<<<<

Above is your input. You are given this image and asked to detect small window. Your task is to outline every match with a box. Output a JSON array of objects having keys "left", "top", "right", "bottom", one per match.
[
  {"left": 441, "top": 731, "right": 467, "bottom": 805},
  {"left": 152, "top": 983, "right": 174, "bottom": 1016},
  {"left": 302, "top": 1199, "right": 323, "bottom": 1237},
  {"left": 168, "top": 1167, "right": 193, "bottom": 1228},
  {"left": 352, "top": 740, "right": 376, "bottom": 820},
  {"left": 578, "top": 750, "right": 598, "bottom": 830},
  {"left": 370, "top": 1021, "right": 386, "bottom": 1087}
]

>>>>

Quote every item above verbatim, reproducing each line with its wording, punctuation, and order unchanged.

• _OUTPUT FOR THIS EXERCISE_:
Above is your input. You are given this image and asked to detect small window. Your task is to outline every match with a box. Output a JSON array of objects having keys "left", "top", "right", "bottom", one per match.
[
  {"left": 441, "top": 731, "right": 467, "bottom": 805},
  {"left": 152, "top": 983, "right": 174, "bottom": 1016},
  {"left": 302, "top": 1199, "right": 323, "bottom": 1237},
  {"left": 168, "top": 1167, "right": 193, "bottom": 1228},
  {"left": 352, "top": 740, "right": 376, "bottom": 820},
  {"left": 578, "top": 750, "right": 598, "bottom": 830},
  {"left": 370, "top": 1021, "right": 386, "bottom": 1087}
]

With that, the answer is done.